● EXERCÍCIO
Escreva a continuação do texto sobre a nova tradução portuguesa da «Odisseia», começando logo depois da última frase.

:: TEXTO FORNECIDO ::

Super-homem Super-poema.
O tradutor da nova edição de «Odisseia» de Homero consegue a
façanha de repor a verdade dos factos e, ao mesmo tempo, revelar a ordem exacta
dos factores. Deste modo, se atribuirmos o valor de “palavras” aos factos ou
aos factores, logo surge, em termos silogísticos, a correspondência de “poesia”
para a realidade e a ordem. Ou seja, no presente livro, a verdadeira escolha
das palavras adapta-se à estrutura ordenada do velho poema grego, concedendo
finalmente aos leitores-ouvintes portugueses o prazer pleno da leitura-audição
de um dos mais famosos livros do mundo. Porque era de ausência de poesia o que
padeciam as anteriores versões portuguesas, que agora surgem, por comparação,
prosaicas, circunspectas, ininterruptas, enfadonhas. Logo “falsas” e
“desordenadas”.
E se o Poema é o mais depurado estado da arte, em que o
conceito supera constantemente a forma, e vice-versa, fazendo-os coincidir numa
unidade que se pretende perfeita, então esse poder, e porque não necessidade,
adquire uma magnitude sem limites quando a sua origem remonta aos tempos em que
as palavras ditas ainda não tinham equiparação linear gráfica e todas as
histórias eram apenas contadas ou cantadas. O tempo em que a palavra não podia
ser relida devendo seguir, no presente, a verdade que a narrativa pretendia
descrever. O tempo em que a história, aperfeiçoada pelas gerações que a
cantavam, devia tornar-se realidade e soar perfeita aos ouvintes. São estas
palavras, transcritas da voz para o papel, descritas em doze mil versos
distribuídos por vinte e quatro cantos, trazidas directamente do grego
ancestral para a língua portuguesa contemporânea, que o tradutor faz regressar,
submetendo o leitor à transfiguração para espectador do mais comovente canto
sobre alguém de carne e osso que se transforma em divino e herói, ou no seu
inverso. Agora, a odisseia de Ulisses, homem valente, astuto e sensível, vem
soar aos ouvidos do leitor português como uma história simultaneamente
encantada e verosímil. Assim o Poema completa o ciclo, encontra-se com o
conceito que descreve e retira a verdade do próprio corpo, inteiro e
estruturado.

:::
:: DADOS GUARDADOS ::

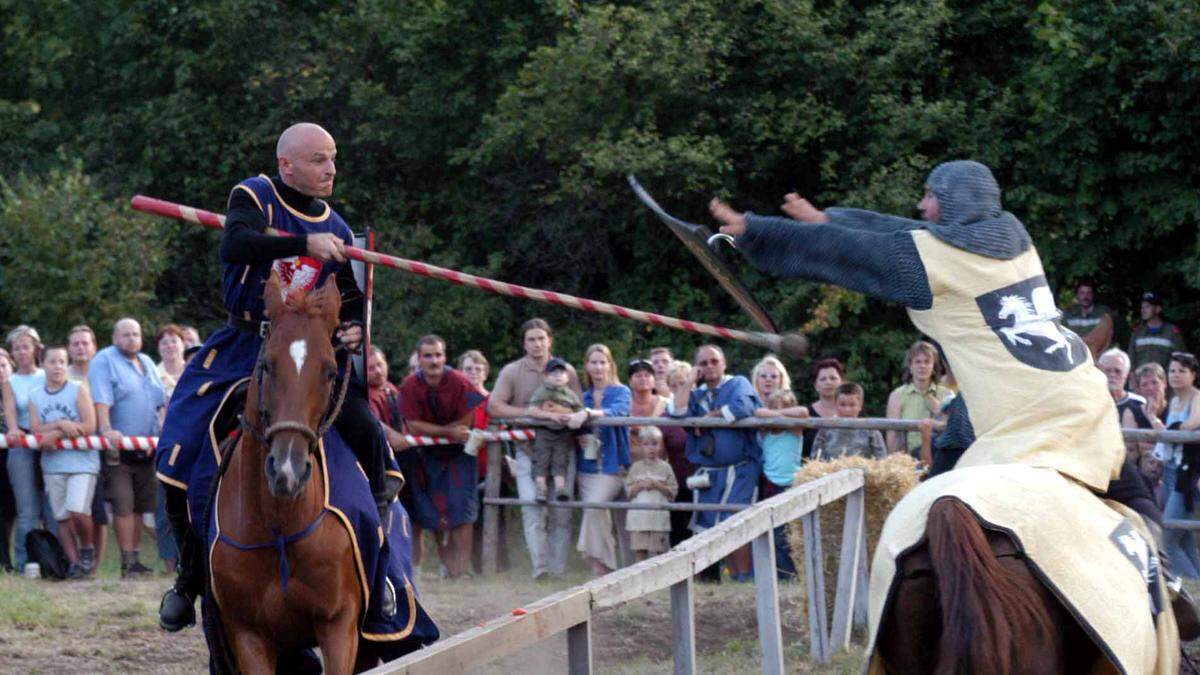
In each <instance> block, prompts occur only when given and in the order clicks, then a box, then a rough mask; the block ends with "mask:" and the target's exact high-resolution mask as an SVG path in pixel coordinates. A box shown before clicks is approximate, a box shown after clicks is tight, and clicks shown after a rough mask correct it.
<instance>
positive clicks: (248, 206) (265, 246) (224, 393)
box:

:::

● RESPOSTA
O leitor-ouvinte é levado a entusiasmar-se com os episódios
sem perder o fio à meada do romance ou a forma modernista, quase
cinematográfica, com que os truques narrativos se encadeiam. As palavras não
podem perturbar a alternâncias de cenas simultâneas embora geograficamente
distintas, a sucessão dos diferentes planos consecutivos, ou a flutuação do
género narrativo até chegar ao tempo presente, altura em que a história se
desenrola em ritmo acelerado. Para isso a ordem das palavras deve ser rigorosa
para que sigam a verdade dos versos, pois estes perseguem fervorosos a
agilidade da narração e o carácter intemporal e universal das personagens. Para
isso, são imprescindíveis as repetições de vocábulos e de versos, as pausas
para a compreensão e as adaptações subtis, mas não menos poéticas, das
deflexões silábicas que acompanham a cadência homérica. São estas algumas
características que fundamentam o entusiasmo da leitura e, porque não, da
declamação desta Odisseia.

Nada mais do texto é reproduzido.